[Referring expression pointing data]
((
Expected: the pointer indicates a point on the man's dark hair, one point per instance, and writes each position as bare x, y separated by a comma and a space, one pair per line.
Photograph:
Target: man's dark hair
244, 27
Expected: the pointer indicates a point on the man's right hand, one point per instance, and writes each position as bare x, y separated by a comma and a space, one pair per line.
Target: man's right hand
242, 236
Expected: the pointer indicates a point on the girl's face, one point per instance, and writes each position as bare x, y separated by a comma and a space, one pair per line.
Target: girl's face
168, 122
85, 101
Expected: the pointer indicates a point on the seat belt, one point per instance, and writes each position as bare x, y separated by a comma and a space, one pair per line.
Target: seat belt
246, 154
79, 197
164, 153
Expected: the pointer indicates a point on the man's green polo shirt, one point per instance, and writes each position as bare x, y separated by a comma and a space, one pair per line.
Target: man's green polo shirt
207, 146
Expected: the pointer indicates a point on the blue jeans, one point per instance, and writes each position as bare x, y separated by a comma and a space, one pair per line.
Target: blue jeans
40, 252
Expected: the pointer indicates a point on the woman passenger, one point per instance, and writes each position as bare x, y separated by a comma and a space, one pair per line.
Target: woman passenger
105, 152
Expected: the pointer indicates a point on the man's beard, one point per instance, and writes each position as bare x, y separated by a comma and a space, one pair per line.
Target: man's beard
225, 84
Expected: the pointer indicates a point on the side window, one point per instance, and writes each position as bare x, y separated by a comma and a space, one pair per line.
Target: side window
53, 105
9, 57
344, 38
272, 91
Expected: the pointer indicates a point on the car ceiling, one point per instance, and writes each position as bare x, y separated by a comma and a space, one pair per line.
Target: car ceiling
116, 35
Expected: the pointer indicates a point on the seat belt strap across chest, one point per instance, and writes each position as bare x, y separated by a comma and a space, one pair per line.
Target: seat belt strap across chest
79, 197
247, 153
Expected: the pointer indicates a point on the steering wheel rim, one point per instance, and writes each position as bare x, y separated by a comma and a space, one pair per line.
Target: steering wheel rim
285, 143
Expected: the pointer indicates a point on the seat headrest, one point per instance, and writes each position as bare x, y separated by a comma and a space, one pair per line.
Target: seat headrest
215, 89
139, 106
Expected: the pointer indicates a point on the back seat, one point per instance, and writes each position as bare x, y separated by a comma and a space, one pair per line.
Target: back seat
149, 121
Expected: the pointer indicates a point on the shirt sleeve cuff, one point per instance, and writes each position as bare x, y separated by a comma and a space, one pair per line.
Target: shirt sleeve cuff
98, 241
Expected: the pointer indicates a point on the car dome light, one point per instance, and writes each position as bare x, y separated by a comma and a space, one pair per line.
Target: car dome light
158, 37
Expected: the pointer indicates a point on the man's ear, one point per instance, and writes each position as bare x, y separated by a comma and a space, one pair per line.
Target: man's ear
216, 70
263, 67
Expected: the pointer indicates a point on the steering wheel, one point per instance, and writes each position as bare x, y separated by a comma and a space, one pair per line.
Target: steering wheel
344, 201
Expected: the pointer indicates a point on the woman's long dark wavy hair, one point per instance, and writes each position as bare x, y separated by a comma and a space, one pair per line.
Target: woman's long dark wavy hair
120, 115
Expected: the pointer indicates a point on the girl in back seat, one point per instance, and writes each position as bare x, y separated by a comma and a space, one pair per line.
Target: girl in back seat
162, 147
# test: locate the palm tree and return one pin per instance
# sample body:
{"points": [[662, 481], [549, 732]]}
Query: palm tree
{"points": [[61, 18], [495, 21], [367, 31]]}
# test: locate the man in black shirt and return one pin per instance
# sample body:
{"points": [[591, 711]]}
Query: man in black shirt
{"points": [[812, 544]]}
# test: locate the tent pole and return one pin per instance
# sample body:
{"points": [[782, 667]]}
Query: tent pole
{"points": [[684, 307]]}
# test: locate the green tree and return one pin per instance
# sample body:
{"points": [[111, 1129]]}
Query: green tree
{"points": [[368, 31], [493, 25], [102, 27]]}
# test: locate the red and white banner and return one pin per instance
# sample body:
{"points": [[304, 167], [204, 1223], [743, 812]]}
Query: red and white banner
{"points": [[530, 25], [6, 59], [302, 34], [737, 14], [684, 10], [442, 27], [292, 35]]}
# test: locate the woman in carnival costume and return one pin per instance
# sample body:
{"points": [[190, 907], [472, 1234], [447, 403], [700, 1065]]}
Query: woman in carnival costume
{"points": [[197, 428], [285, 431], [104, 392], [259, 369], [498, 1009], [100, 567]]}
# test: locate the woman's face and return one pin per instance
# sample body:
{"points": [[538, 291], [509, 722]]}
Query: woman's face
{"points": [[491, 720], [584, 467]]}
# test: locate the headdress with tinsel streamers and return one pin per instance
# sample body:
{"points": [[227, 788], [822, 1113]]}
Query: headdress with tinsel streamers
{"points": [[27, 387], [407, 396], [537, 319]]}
))
YOUR GOAL>
Your answer should be the lines of the records that hold the string "test".

ANSWER TO THIS EXERCISE>
# test: locate the palm tree and return one pin per instance
# test: locate the man in black shirt and return one pin per instance
# test: locate the tent pole and return one pin per instance
# test: locate the green tree and return one pin per instance
# test: locate the red and white banner and return one pin per instance
# test: locate the woman in carnival costume and return one pin per instance
# test: locate the woman's face and return one pin per instance
# test: locate the headdress with tinsel streamers and return one pin per instance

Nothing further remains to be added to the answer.